# Work instructions
Output each line of the data below exactly, omitting any image.
##########
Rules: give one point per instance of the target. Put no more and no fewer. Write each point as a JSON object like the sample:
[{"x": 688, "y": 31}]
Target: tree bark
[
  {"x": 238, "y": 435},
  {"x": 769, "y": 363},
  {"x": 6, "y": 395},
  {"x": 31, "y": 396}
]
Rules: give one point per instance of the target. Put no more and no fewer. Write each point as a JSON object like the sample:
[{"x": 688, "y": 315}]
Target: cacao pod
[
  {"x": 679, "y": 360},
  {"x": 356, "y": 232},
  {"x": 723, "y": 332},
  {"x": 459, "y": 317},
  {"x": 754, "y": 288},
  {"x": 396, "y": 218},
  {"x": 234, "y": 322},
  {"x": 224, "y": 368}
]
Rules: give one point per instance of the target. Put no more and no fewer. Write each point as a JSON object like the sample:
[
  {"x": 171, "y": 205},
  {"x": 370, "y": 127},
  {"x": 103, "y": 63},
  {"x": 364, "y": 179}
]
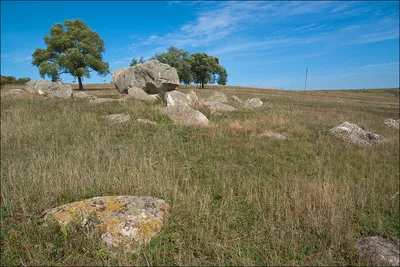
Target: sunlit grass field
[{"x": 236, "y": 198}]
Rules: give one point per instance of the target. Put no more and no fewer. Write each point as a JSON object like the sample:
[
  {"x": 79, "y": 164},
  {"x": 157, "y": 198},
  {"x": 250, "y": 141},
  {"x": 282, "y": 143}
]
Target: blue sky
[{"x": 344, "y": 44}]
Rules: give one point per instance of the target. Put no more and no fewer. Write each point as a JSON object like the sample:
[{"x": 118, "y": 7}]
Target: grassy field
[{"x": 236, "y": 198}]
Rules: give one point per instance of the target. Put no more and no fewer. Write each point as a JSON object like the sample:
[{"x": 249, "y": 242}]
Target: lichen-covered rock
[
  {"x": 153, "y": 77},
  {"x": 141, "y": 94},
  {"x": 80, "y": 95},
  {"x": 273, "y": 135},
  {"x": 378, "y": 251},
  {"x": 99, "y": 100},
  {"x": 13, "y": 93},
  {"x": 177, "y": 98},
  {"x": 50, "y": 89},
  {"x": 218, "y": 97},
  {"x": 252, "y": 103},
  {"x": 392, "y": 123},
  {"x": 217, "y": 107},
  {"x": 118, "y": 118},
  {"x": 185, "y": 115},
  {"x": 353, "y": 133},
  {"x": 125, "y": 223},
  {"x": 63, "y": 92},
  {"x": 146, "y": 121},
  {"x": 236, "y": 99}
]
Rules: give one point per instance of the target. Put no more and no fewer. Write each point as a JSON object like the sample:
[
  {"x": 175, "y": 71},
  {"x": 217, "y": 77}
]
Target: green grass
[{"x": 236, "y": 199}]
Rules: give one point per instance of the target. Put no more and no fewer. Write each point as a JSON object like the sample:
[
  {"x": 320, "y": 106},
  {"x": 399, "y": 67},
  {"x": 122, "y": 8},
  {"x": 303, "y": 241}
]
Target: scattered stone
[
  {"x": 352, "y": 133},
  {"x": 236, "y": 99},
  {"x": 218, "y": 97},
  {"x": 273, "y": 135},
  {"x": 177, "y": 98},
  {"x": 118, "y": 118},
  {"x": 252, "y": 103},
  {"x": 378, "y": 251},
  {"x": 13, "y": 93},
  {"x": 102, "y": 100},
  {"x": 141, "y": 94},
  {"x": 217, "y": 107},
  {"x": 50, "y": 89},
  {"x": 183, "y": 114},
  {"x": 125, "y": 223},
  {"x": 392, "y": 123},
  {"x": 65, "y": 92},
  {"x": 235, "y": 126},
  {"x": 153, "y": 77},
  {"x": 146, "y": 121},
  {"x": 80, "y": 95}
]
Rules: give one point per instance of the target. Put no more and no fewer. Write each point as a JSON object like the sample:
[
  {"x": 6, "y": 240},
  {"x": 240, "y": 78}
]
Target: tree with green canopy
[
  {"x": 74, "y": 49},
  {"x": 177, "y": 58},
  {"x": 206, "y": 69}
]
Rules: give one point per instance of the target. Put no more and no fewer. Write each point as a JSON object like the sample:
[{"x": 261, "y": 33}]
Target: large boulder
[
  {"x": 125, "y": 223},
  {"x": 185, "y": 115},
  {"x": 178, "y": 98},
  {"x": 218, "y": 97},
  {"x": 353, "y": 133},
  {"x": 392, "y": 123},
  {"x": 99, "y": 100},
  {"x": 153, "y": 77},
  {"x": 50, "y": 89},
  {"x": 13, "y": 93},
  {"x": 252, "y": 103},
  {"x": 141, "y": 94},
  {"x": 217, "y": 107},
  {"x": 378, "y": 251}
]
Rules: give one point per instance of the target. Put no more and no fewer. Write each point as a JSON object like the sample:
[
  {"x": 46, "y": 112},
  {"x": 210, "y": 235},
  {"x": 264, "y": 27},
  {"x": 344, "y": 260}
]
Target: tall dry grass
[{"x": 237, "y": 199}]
##########
# Finished task
Rules: give one point per instance of the target. Put no more and no fewer. Write each point as a JSON object like the sample:
[{"x": 688, "y": 31}]
Target: tree bark
[
  {"x": 238, "y": 435},
  {"x": 769, "y": 363},
  {"x": 6, "y": 395},
  {"x": 31, "y": 396}
]
Rules: give one point per instance of the target. Put no more and no fewer. Write each point as a JSON object like the sample:
[{"x": 688, "y": 315}]
Target: cacao pod
[
  {"x": 679, "y": 360},
  {"x": 356, "y": 232},
  {"x": 723, "y": 332},
  {"x": 459, "y": 317},
  {"x": 754, "y": 288},
  {"x": 396, "y": 218},
  {"x": 234, "y": 322},
  {"x": 224, "y": 368}
]
Rules: give one point per instance of the target. Put no more and no fewer. Write each point as a JSON object like the sample:
[
  {"x": 171, "y": 205},
  {"x": 370, "y": 127},
  {"x": 103, "y": 63},
  {"x": 364, "y": 179}
]
Target: sunlit grass field
[{"x": 236, "y": 198}]
Rules: give one point per instance of the target. Put no more and no fewer. Write each point as a JSON object like the sample:
[
  {"x": 79, "y": 164},
  {"x": 157, "y": 198},
  {"x": 250, "y": 141},
  {"x": 282, "y": 143}
]
Target: blue sky
[{"x": 344, "y": 44}]
Rules: give one point per instance of the target. Put no more and no fewer. Write each point as a JSON object like the sample:
[{"x": 118, "y": 7}]
Target: grassy field
[{"x": 236, "y": 198}]
Rules: give one point per instance of the target. Put no more and no fewer. Write each point as a JSON object like the sample:
[{"x": 249, "y": 242}]
Target: lichen-covered rock
[
  {"x": 153, "y": 77},
  {"x": 141, "y": 94},
  {"x": 80, "y": 95},
  {"x": 273, "y": 135},
  {"x": 378, "y": 251},
  {"x": 99, "y": 100},
  {"x": 13, "y": 93},
  {"x": 177, "y": 98},
  {"x": 50, "y": 89},
  {"x": 218, "y": 97},
  {"x": 252, "y": 103},
  {"x": 392, "y": 123},
  {"x": 217, "y": 107},
  {"x": 118, "y": 118},
  {"x": 185, "y": 115},
  {"x": 353, "y": 133},
  {"x": 125, "y": 223},
  {"x": 63, "y": 92},
  {"x": 146, "y": 121},
  {"x": 236, "y": 99}
]
Rules: give one point per instance of the target. Put no more and no fewer. Write each point as a JSON object like the sample:
[
  {"x": 175, "y": 71},
  {"x": 217, "y": 77}
]
Target: green grass
[{"x": 236, "y": 199}]
Rules: give one point per instance of the target. Put no more and no fewer. Write each point as a JSON object like the sample:
[
  {"x": 320, "y": 106},
  {"x": 399, "y": 67},
  {"x": 122, "y": 8},
  {"x": 303, "y": 241}
]
Target: scattered stone
[
  {"x": 352, "y": 133},
  {"x": 236, "y": 99},
  {"x": 218, "y": 97},
  {"x": 273, "y": 135},
  {"x": 177, "y": 98},
  {"x": 118, "y": 118},
  {"x": 252, "y": 103},
  {"x": 378, "y": 251},
  {"x": 13, "y": 93},
  {"x": 102, "y": 100},
  {"x": 141, "y": 94},
  {"x": 217, "y": 107},
  {"x": 50, "y": 89},
  {"x": 183, "y": 114},
  {"x": 125, "y": 223},
  {"x": 392, "y": 123},
  {"x": 65, "y": 92},
  {"x": 235, "y": 126},
  {"x": 153, "y": 77},
  {"x": 146, "y": 121},
  {"x": 80, "y": 95}
]
Rules: give one point per instance of the target. Put no more and no fewer. Write each point as a JSON object like the sample:
[
  {"x": 6, "y": 240},
  {"x": 240, "y": 78}
]
Target: tree with green canopy
[
  {"x": 74, "y": 49},
  {"x": 177, "y": 58},
  {"x": 206, "y": 69}
]
Rules: give one point per instance of the target. Put no more and no fewer. Write each point as a JSON object like the sample:
[{"x": 261, "y": 33}]
Target: large boulder
[
  {"x": 125, "y": 223},
  {"x": 185, "y": 115},
  {"x": 178, "y": 98},
  {"x": 218, "y": 97},
  {"x": 353, "y": 133},
  {"x": 392, "y": 123},
  {"x": 99, "y": 100},
  {"x": 153, "y": 77},
  {"x": 50, "y": 89},
  {"x": 13, "y": 93},
  {"x": 252, "y": 103},
  {"x": 141, "y": 94},
  {"x": 217, "y": 107},
  {"x": 378, "y": 251}
]
Rules: give one point per instance of the target. Put no more and no fewer. Write each point as a JSON object like the sample:
[
  {"x": 46, "y": 112},
  {"x": 210, "y": 235},
  {"x": 264, "y": 27},
  {"x": 344, "y": 260}
]
Target: tall dry grass
[{"x": 237, "y": 199}]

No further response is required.